[Entries from a pointing dataset]
□ □ □ □ □

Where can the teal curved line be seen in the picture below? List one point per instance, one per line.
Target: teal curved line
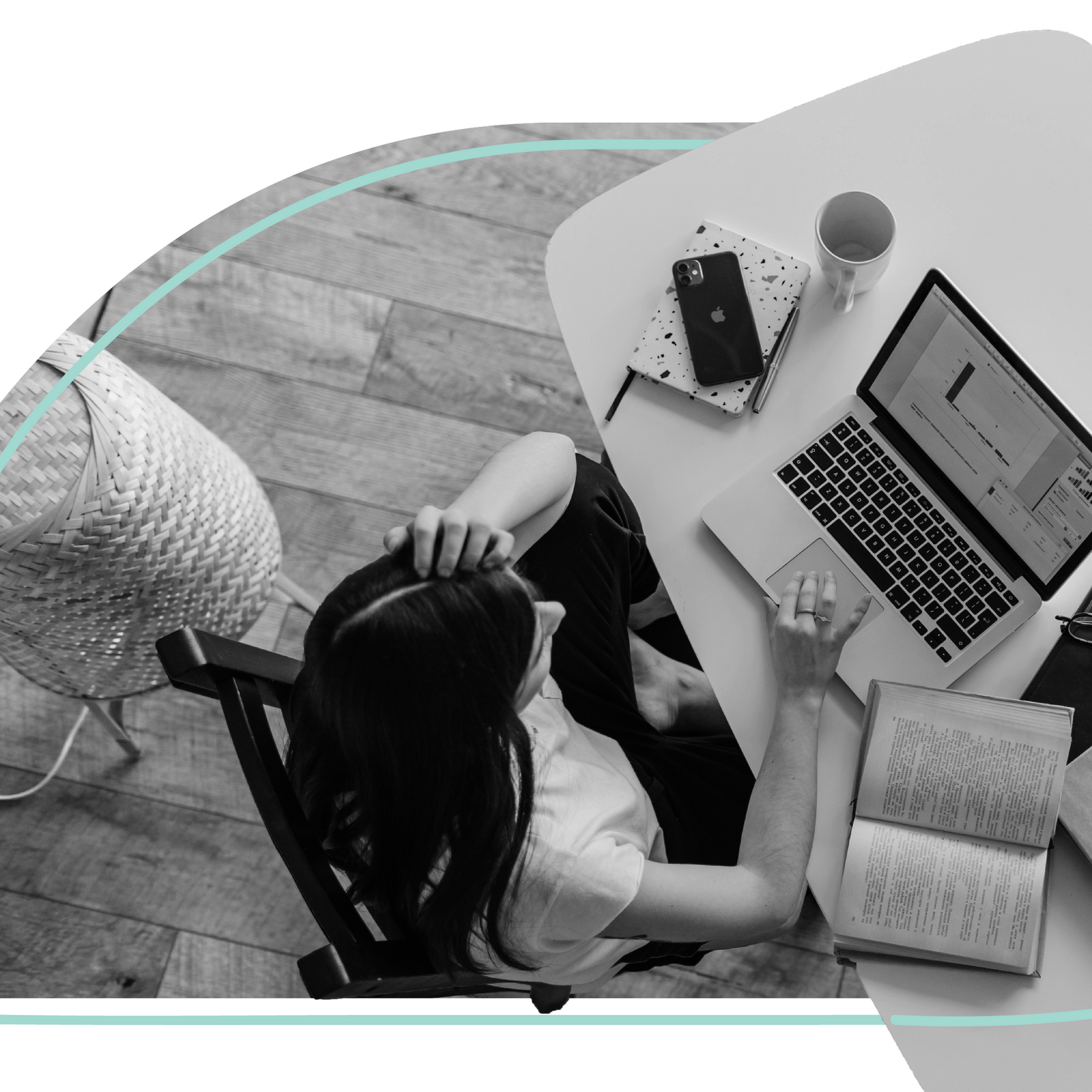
(332, 191)
(387, 1020)
(248, 233)
(998, 1021)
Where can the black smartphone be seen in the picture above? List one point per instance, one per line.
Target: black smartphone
(718, 319)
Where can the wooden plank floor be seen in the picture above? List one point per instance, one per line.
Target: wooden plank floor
(364, 358)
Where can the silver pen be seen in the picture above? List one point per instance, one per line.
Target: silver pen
(771, 373)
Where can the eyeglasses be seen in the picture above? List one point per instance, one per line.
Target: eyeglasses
(1079, 627)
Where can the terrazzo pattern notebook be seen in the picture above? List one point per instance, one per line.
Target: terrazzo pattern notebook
(775, 283)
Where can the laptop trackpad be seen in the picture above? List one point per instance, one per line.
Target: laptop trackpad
(820, 557)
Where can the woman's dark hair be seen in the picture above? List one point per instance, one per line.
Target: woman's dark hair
(407, 753)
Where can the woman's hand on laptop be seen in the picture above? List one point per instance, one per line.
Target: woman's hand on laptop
(804, 642)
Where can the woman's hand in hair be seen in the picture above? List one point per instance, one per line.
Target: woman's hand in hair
(805, 644)
(463, 542)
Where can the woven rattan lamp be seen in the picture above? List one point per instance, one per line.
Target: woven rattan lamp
(121, 519)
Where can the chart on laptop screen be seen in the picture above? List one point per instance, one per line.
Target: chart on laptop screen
(977, 420)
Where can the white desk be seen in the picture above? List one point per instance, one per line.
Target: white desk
(986, 156)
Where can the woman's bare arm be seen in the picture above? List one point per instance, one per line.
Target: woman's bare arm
(516, 498)
(762, 895)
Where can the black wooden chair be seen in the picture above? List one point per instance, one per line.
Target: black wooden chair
(358, 962)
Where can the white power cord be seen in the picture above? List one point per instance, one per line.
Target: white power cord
(60, 758)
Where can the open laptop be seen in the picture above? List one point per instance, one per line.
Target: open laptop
(953, 486)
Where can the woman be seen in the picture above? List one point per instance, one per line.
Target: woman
(491, 755)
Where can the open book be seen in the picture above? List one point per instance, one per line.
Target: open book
(957, 801)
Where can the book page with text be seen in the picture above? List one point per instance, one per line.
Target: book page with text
(966, 766)
(962, 897)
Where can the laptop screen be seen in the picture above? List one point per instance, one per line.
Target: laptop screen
(1026, 472)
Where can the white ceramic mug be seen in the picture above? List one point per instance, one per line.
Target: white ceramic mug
(854, 240)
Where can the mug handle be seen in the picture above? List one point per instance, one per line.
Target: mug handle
(844, 295)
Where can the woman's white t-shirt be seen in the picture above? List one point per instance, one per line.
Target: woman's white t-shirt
(592, 829)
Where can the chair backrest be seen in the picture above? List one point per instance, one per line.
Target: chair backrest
(355, 964)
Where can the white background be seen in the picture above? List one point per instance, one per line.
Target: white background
(125, 125)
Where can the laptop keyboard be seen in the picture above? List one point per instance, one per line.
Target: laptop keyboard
(899, 536)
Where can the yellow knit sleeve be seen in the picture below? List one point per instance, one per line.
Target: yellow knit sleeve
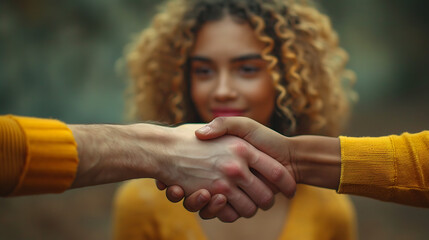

□ □ □ □ □

Quote the data exactly, leaving every image out of the copy.

## WRITTEN SOLUTION
Where can the teal curved line be seen in the picture below? List one point per instance, one per line.
Target: teal curved line
(332, 191)
(387, 1020)
(248, 233)
(998, 1021)
Where can the black smartphone be seen in the picture above? List one point per instance, one per line.
Target: black smartphone
(718, 319)
Where can the wooden plank floor be seen in the picture above? List one point per instance, one per line.
Target: wooden plank floor
(364, 358)
Where can the silver pen be seen in the picture above? List one point per instance, one per line.
Target: silver pen
(771, 373)
Where can the eyeglasses be seen in the picture above? List one point per instance, one per line.
Target: eyeglasses
(1079, 627)
Where can the terrazzo pattern notebook be seen in the picture above? List one point per instance, one per line.
Target: terrazzo pattern notebook
(775, 283)
Where can the laptop trackpad be seen in the picture above? List one point per instance, one per line.
Target: laptop trackpad
(820, 557)
Where can the woman's dark hair be seen in the picture above? List one point per instance, one per line.
Target: woman's dark hair
(407, 753)
Where can the woman's hand on laptop be seen in the picture above? List one point per instance, one per line.
Target: woman's hand on laptop
(804, 642)
Where can the woman's hand in hair be seen in the picture above? List one point per instance, one per line.
Target: woman's hand in hair
(805, 644)
(463, 542)
Where can the woven rattan lamp be seen in the picture above? List one point per instance, one per line.
Target: woven rattan lamp
(121, 519)
Where can the chart on laptop screen be seen in the picture above? List one point per instance, one per line.
Target: chart on laptop screen
(977, 420)
Where can the white desk be seen in the picture above? List one point per instance, one per line.
Target: white desk
(986, 156)
Where can the woman's bare arm be seen in the picture above? List one point per instance, one per line.
Target: woman's bare arm
(516, 498)
(762, 895)
Where can the black wooden chair be seen in the picture above? List one point per instance, one per line.
Target: black wooden chair
(358, 962)
Where can the white power cord be seen in the picture above? List one point per instance, one per line.
Target: white power cord
(60, 758)
Where can the open laptop be seen in the picture above? List one point per instance, one per line.
Target: open laptop
(953, 486)
Where can the woman be seen in the picture above? List one point per instance, one per line.
Target: woman
(491, 755)
Where can the open book be seen in the picture above? List one point per instance, one per line.
Target: open book
(957, 801)
Where can the book page with text be seen in the picture above? List one point per instance, one per line.
Target: book page with text
(966, 766)
(962, 897)
Where can the laptop screen be seen in the picture above? List one point per instance, one per line.
Target: laptop screen
(1026, 472)
Where can the white ceramic mug be seen in the picture above? List one point per instance, one per line.
Target: white ceramic mug
(854, 240)
Where can the mug handle be seen in the picture above? List one point per instance, one per line.
Target: mug handle
(844, 295)
Where can the woman's white t-shirt be seen in the picture above? List one point per instance, one per line.
Target: woman's white t-shirt
(592, 829)
Where can the chair backrest be seen in the picture above? List one point per instance, one per line.
Target: chair backrest
(355, 964)
Where can the white background be seen in the picture above? List one point per instance, one per line.
Target: white background
(125, 125)
Where can the laptop keyboard be seen in the picture above? List one point per instance, one per line.
Target: laptop keyboard
(899, 536)
Where can the yellow knit sleeve be seen in the picture below? List one point per instance, one per line.
Target: yellow knit sleeve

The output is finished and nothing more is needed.